Friday, September 13, 2024

Purging Standard and Unified Audit Data

Introduction

It is not uncommon for businesses to have policies to retain audit data for several years, but then it ought to follow that that data should be purged at the end of the retention period.  A regular purge process should be put in place, otherwise, audit data will accumulate.  However, it is all too common for the purge to be deferred, often indefinitely, until it becomes a problem.

I have been working on a system that has built up 12 years of audit data.  It was starting to consume significant space in the SYSAUX tablespace, and queries on the standard audit data had become slow.  We noticed that Oracle Enterprise Manager was regularly querying this data looking for recent failed logins.  This was performing so poorly that it had become a never-ending process.

This company has a stated requirement that audit data be retained for 7 years, but some can be purged after 2 years.  However, within the last 7 years, this production database has had different database IDs due to its upgrade history.  

Oracle delivers a PL/SQL package to manage audit purges.  However, this utility will only purge the current database ID, and it will only purge all of that data by a date.  It cannot selectively purge some data by other criteria.  Therefore, a custom purge utility that extends that package was required.  This post discusses that extension. 

We introduced

  • Regular weekly purge jobs for all forms of audit, for all DBIDs.  They run every weekend when the system is quieter.
  • This includes a custom purge job to delete some data after 2 years

General Recommendations

  • Standard audit is deprecated from Oracle 19c and will be desupported in a future release.  Therefore, Oracle recommends that customers migrate from standard audit to Unified Audit.  Oracle provides a Traditional to Unified Audit Syntax Converter - Generate Unified Audit Policies from Current Traditional Audit Configuration (Doc ID 2909718.1). Note, that this will only migrate the audit configuration.  The standard audit data that has built up will still need to be purged according to the retention policy until it is all gone.
  • Should any future database maintenance/upgrade activity cause the database ID to change, a new purge timestamp will be required for the new database ID, and an additional purge job will be required for the new legacy database ID.

Overview

Standard audit and Unified Audit (introduced in 12c) can be configured to monitor certain operations by database users.  Audit data is generally written to tables in the SYSAUX tablespace, but unified audit can be written to XML files outside the database.

_Given exercise a_: Please set down the passage of the audit purge post between "This company has" and "its upgrade history.", inclusive, word for word.

_Task data_:
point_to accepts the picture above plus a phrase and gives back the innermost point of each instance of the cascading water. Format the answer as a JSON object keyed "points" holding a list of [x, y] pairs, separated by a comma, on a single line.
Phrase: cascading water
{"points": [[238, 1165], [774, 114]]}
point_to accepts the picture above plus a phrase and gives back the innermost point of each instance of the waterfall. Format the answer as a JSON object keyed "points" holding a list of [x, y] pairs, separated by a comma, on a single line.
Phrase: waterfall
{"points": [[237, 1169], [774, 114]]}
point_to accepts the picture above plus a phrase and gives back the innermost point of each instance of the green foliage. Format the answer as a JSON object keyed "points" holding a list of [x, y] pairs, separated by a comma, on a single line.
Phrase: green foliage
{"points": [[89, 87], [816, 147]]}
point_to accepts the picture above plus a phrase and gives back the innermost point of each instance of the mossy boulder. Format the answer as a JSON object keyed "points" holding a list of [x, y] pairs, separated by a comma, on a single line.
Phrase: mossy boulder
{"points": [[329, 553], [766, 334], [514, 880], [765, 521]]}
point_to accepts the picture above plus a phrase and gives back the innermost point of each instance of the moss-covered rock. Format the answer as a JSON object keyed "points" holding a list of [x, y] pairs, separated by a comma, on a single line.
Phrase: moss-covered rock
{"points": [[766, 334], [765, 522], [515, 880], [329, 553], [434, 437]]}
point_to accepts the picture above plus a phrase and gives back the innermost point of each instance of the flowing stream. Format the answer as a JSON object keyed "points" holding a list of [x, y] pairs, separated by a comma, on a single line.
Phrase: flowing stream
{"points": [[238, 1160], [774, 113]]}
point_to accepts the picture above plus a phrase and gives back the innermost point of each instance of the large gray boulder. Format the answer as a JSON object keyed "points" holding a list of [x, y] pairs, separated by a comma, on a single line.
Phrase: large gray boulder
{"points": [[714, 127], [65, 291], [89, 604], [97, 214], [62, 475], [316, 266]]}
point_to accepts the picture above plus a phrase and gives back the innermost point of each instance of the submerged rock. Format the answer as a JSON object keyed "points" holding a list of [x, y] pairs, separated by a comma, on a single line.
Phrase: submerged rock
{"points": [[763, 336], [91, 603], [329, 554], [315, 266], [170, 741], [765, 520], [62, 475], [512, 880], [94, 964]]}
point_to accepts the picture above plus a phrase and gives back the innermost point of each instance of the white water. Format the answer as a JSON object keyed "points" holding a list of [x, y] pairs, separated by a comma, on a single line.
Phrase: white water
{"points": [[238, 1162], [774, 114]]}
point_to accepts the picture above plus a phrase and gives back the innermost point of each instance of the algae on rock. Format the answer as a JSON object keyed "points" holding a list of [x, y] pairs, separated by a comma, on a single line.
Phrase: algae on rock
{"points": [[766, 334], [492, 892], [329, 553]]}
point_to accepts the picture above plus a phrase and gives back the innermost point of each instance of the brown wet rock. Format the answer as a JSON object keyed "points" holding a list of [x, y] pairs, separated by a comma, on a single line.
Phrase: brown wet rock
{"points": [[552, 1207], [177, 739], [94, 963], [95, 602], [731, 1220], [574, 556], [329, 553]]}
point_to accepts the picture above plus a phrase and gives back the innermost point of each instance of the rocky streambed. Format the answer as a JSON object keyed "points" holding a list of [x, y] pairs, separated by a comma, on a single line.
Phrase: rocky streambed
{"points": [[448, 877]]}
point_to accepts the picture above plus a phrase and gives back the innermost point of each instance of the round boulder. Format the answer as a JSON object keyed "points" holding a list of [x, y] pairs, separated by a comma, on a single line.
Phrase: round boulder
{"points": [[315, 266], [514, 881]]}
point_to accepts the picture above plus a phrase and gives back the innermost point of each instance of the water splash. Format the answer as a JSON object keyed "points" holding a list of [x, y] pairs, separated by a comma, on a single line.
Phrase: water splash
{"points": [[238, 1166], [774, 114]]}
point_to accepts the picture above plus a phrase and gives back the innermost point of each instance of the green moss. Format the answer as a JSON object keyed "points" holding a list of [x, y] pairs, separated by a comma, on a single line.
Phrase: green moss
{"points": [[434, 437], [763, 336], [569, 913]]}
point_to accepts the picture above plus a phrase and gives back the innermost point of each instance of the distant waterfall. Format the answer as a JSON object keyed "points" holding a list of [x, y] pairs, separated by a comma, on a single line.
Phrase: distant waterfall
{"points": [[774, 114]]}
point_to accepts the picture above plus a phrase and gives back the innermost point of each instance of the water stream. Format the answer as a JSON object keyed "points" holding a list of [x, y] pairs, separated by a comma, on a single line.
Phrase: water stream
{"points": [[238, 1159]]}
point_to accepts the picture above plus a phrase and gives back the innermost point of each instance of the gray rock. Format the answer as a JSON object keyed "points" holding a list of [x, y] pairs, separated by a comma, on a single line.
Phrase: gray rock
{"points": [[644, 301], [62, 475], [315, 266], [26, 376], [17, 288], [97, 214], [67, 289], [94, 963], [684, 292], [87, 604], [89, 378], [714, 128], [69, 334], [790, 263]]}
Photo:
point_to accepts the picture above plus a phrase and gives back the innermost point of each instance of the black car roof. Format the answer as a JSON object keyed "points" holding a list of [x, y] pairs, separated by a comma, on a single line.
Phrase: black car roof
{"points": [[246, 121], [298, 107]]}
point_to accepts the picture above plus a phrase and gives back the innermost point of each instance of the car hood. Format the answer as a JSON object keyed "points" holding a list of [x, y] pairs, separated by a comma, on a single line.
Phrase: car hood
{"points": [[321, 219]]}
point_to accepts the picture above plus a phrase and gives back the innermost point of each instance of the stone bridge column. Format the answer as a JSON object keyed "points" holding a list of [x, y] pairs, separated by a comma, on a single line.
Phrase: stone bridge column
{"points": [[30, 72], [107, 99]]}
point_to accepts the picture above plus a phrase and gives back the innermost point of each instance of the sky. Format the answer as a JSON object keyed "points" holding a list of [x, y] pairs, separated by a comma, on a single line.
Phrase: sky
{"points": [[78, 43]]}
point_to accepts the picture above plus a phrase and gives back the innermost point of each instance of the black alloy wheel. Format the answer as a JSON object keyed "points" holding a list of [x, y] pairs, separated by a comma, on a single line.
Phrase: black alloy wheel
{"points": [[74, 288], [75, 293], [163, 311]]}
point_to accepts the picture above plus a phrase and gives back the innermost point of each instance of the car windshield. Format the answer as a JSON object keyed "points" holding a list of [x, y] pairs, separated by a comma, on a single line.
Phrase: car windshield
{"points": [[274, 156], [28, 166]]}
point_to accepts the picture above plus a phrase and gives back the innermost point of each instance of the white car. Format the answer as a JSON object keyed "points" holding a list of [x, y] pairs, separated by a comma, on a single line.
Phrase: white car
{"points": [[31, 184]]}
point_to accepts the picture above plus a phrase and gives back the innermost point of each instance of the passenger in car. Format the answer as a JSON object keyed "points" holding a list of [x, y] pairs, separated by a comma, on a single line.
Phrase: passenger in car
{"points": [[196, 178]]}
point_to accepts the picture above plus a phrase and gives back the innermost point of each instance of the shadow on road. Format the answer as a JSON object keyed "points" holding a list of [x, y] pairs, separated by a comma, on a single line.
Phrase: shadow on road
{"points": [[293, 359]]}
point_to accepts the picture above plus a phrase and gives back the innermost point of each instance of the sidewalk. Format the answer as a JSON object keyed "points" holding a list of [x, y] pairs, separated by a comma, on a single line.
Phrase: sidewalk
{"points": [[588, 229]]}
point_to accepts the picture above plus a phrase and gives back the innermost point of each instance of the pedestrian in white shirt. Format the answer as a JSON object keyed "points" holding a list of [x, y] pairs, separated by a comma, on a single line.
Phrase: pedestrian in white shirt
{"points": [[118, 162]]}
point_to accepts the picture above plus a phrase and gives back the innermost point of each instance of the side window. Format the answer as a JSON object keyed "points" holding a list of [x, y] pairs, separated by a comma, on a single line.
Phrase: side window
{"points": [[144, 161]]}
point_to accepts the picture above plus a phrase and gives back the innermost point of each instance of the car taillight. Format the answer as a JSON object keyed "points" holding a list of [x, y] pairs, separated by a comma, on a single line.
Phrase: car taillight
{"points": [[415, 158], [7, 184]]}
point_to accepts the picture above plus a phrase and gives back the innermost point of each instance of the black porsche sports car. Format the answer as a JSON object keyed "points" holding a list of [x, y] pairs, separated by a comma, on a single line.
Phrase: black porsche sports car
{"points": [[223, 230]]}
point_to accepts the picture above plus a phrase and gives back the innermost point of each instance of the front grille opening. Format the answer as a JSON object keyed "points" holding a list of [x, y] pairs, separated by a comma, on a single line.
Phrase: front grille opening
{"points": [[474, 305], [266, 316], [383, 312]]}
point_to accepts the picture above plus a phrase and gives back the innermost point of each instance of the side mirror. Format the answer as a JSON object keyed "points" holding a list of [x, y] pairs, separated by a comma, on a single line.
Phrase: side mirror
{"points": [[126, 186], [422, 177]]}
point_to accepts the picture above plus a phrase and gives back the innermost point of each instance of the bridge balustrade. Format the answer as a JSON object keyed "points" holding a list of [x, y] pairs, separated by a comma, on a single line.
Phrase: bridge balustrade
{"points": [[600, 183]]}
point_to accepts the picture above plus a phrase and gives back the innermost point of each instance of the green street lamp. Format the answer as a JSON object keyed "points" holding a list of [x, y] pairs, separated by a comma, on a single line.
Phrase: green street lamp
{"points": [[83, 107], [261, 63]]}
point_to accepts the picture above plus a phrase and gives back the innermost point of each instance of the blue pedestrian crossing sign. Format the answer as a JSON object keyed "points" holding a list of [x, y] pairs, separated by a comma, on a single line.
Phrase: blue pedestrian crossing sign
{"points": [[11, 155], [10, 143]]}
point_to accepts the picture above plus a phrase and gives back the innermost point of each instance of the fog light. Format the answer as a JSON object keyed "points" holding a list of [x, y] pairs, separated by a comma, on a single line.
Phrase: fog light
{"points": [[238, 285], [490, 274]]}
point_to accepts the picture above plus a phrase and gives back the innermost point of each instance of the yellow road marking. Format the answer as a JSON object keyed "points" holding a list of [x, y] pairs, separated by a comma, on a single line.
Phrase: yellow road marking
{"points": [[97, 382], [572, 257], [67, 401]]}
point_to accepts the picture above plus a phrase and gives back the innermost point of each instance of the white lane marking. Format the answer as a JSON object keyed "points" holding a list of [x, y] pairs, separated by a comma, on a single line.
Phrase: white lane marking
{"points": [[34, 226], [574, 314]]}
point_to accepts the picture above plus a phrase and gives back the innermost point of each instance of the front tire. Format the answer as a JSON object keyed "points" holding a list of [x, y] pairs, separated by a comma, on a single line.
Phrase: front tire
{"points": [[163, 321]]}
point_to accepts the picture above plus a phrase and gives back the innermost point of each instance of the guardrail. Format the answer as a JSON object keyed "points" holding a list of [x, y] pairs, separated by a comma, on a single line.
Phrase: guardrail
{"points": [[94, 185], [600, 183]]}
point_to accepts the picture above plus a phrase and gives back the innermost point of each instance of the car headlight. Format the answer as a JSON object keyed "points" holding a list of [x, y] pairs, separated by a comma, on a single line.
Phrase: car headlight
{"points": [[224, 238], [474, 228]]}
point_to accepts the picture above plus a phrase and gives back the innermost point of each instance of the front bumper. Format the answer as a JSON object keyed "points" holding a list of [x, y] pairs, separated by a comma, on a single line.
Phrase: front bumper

_Given exercise b_: From the rows, extract the lines between the line holding "of the sky." and the line holding "Phrase: sky", inclusive, and repeat only those lines unchanged.

_Complete answer a_:
This company has a stated requirement that audit data be retained for 7 years, but some can be purged after 2 years.  However, within the last 7 years, this production database has had different database IDs due to its upgrade history.

_Complete answer b_:
point_to accepts the picture above plus a phrase and gives back the innermost point of each instance of the sky. Format the answer as a JSON object keyed "points" holding a list of [x, y] pairs, separated by a comma, on a single line.
Phrase: sky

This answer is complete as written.